- **Exercise materials**:
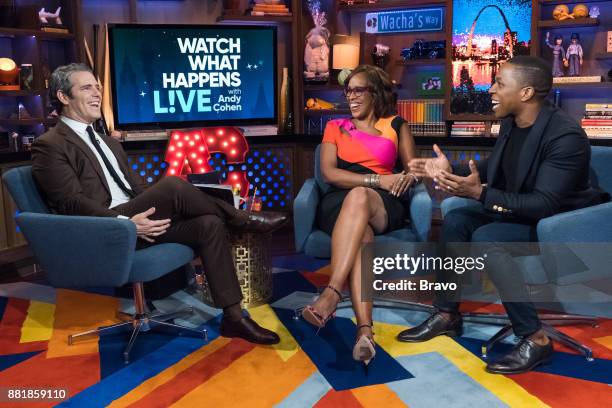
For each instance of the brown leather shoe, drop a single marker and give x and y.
(435, 325)
(264, 222)
(246, 328)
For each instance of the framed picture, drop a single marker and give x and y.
(430, 83)
(485, 34)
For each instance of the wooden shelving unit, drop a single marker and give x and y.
(322, 112)
(21, 93)
(331, 86)
(27, 122)
(586, 85)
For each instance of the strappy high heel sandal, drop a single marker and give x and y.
(365, 348)
(315, 318)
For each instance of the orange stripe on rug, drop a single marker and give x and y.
(260, 378)
(338, 399)
(74, 374)
(77, 312)
(168, 374)
(14, 316)
(560, 391)
(379, 395)
(198, 373)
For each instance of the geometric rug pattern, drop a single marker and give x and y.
(305, 369)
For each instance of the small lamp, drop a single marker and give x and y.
(9, 73)
(345, 54)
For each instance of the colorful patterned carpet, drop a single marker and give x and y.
(304, 370)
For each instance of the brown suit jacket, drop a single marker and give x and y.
(70, 176)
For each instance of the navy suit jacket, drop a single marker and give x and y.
(553, 170)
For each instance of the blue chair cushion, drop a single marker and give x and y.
(157, 260)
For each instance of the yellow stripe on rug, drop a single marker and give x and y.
(169, 373)
(501, 386)
(265, 317)
(379, 395)
(259, 378)
(76, 312)
(38, 324)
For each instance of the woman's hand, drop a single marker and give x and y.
(396, 184)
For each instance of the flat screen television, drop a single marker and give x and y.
(177, 76)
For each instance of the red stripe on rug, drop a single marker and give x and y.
(338, 399)
(197, 374)
(316, 279)
(560, 391)
(74, 374)
(10, 329)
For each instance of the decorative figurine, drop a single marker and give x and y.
(574, 55)
(45, 16)
(558, 54)
(316, 52)
(580, 11)
(380, 55)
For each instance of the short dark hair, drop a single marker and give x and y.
(60, 81)
(534, 72)
(381, 87)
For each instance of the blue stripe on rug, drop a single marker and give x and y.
(331, 351)
(300, 262)
(439, 383)
(308, 393)
(123, 381)
(285, 283)
(565, 364)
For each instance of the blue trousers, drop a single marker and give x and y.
(478, 225)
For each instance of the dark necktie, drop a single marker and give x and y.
(108, 165)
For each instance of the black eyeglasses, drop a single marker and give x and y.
(357, 91)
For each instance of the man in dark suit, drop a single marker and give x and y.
(83, 173)
(538, 167)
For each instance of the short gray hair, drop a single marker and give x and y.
(60, 81)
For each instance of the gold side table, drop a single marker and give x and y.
(251, 253)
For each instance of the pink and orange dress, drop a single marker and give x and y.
(361, 152)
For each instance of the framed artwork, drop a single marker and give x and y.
(485, 34)
(430, 83)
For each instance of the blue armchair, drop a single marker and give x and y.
(316, 243)
(565, 257)
(77, 251)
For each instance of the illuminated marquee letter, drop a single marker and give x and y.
(189, 152)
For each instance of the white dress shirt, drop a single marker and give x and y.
(117, 194)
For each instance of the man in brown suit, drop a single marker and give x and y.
(82, 173)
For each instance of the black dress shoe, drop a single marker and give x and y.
(246, 328)
(524, 357)
(263, 222)
(435, 325)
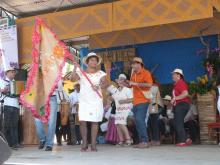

- **Task goal**: This task calls for the lines from the line holding "For each instance of the white" through the last line above, restated word for word with both ends included and the pictures dropped.

- **Answer**:
For each instance of the white dress shirt, drop a single marker and give x and y.
(117, 194)
For each instance of the man in brown suit, drop a single marker and give x and y.
(82, 173)
For each instance of the black dress shoe, drop a single marker and give x and y.
(246, 328)
(524, 357)
(263, 222)
(435, 325)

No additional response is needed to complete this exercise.